··· Extract provided ···
Stader Labs, a Bengaluru-based company that develops software for cryptocurrency trading and analysis, was one of the many crypto firms caught up in the Terra (LUNA) and UST crises.

Stader has created a profitable business by providing a platform for staking, in which token holders allow their tokens to be used to help verify transactions on a blockchain in exchange for a return on their investment. Almost all of that revenue came before the fall of Luna, which, like TerraUSD, ran on the Terra blockchain and hit an all-time high in early April.

When TerraUSD (UST) fell from its 1-to-1 peg to the US dollar this month, it dragged Luna down, affecting Stader’s company. According to data from industry analyst DeFi Llama, the total value bound on its protocol has plummeted to $50 million from around $750 million immediately before the incident.

Amitej Gajjala, CEO of Stader, said the drop in value forced the company to temporarily shut down its staking operations and lay off staff. “It was a big shock for us,” Gajjala said in an interview. The CEO added that the company is now trying to pivot by focusing on other assets, including those pegged to the euro and Japanese yen.

Gajjala’s experience demonstrates the dangers that exist in the decentralized-finance realm, where crypto holders borrow, lend, and stake coins without the use of intermediaries, such as banks. Luna’s price has gone close to zero as a result of its UST connection, making staking on platforms like Stader obsolete.

The collapse of LUNA and UST has reduced the aggregate market value of the cryptocurrency industry by $830 billion. Non-fungible tokens (NFTs), decentralized finance (DeFi) platforms, and web3 applications have all lost value as well. Several prominent firms are now accounting for crypto assets on their balance sheets. As a consequence, the worth of cryptocurrencies has dropped.
···
Your task
Write out, word for word, the passage of the Stader Labs article that opens with the words "Stader Labs, a" and closes with "in early April.".
··· Stored rows ···
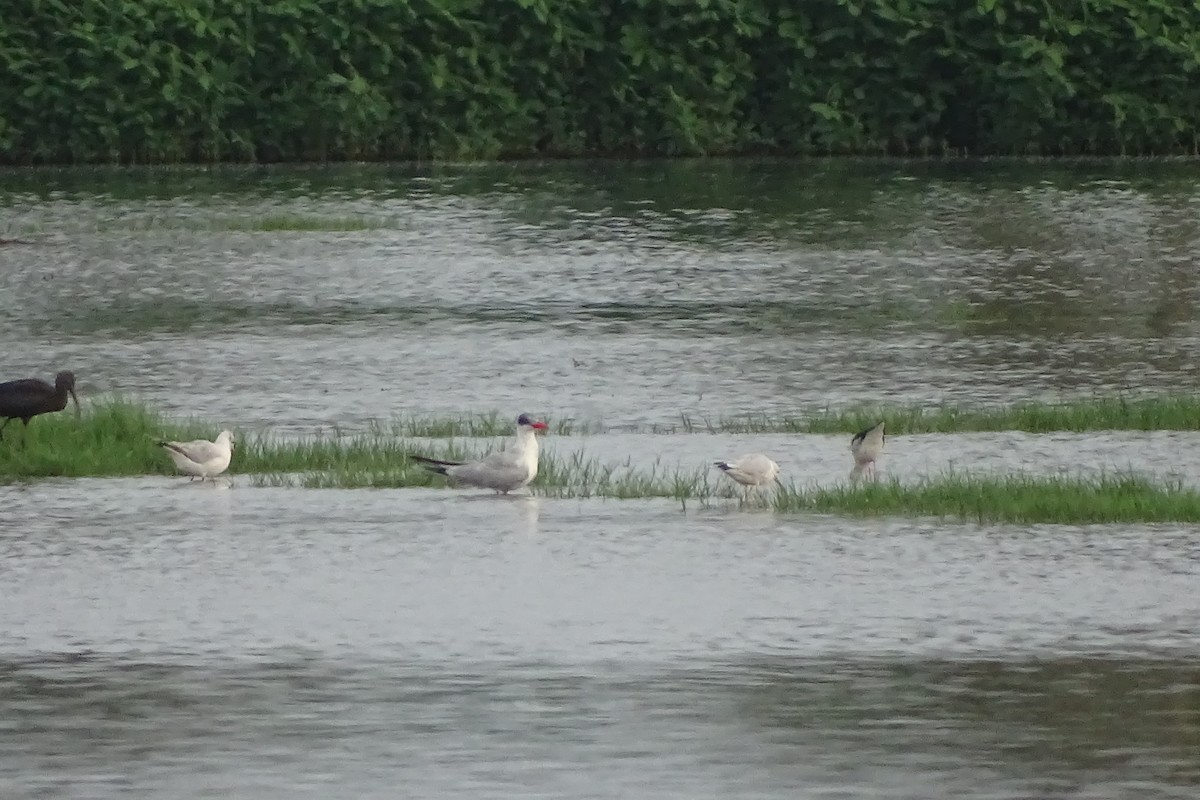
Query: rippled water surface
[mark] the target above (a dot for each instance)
(165, 639)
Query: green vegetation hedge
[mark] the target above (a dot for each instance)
(169, 80)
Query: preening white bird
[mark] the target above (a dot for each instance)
(867, 446)
(751, 470)
(202, 458)
(503, 471)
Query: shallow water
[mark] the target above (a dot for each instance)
(165, 638)
(180, 639)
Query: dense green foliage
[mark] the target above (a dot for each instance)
(169, 80)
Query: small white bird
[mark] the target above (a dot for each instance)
(503, 471)
(751, 470)
(202, 458)
(867, 446)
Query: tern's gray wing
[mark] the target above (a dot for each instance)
(499, 471)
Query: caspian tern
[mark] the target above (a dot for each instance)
(751, 470)
(867, 446)
(202, 458)
(503, 471)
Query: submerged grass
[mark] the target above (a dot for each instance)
(1101, 413)
(1008, 498)
(120, 438)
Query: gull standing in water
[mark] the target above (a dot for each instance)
(202, 458)
(503, 471)
(751, 470)
(867, 446)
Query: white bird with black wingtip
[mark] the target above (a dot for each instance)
(867, 446)
(503, 471)
(753, 470)
(202, 458)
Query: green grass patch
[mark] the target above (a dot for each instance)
(1009, 499)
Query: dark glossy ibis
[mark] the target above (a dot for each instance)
(24, 400)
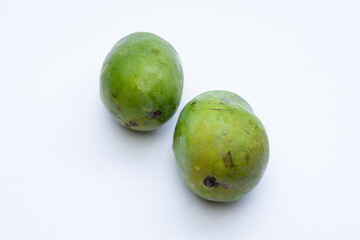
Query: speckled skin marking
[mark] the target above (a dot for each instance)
(221, 154)
(141, 81)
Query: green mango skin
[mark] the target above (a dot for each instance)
(221, 147)
(141, 81)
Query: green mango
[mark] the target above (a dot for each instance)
(141, 81)
(221, 147)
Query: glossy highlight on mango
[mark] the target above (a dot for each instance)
(221, 147)
(141, 81)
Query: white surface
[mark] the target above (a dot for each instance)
(68, 171)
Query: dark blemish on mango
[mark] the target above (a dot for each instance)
(228, 160)
(154, 115)
(210, 182)
(155, 51)
(133, 124)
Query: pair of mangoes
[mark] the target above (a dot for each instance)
(221, 147)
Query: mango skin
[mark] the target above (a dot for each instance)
(141, 81)
(221, 147)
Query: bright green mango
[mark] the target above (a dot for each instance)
(221, 147)
(141, 81)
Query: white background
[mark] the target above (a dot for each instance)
(68, 171)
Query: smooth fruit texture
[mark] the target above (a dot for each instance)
(221, 147)
(141, 81)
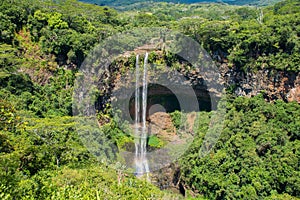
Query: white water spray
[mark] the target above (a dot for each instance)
(141, 161)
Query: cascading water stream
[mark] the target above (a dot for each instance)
(141, 161)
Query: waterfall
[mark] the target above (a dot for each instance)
(141, 162)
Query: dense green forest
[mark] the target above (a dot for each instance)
(42, 45)
(121, 4)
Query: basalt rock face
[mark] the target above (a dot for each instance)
(272, 83)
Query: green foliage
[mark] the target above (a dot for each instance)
(42, 156)
(155, 142)
(255, 156)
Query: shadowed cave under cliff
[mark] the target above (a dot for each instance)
(168, 101)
···
Response
Stader Labs, a Bengaluru-based company that develops software for cryptocurrency trading and analysis, was one of the many crypto firms caught up in the Terra (LUNA) and UST crises.

Stader has created a profitable business by providing a platform for staking, in which token holders allow their tokens to be used to help verify transactions on a blockchain in exchange for a return on their investment. Almost all of that revenue came before the fall of Luna, which, like TerraUSD, ran on the Terra blockchain and hit an all-time high in early April.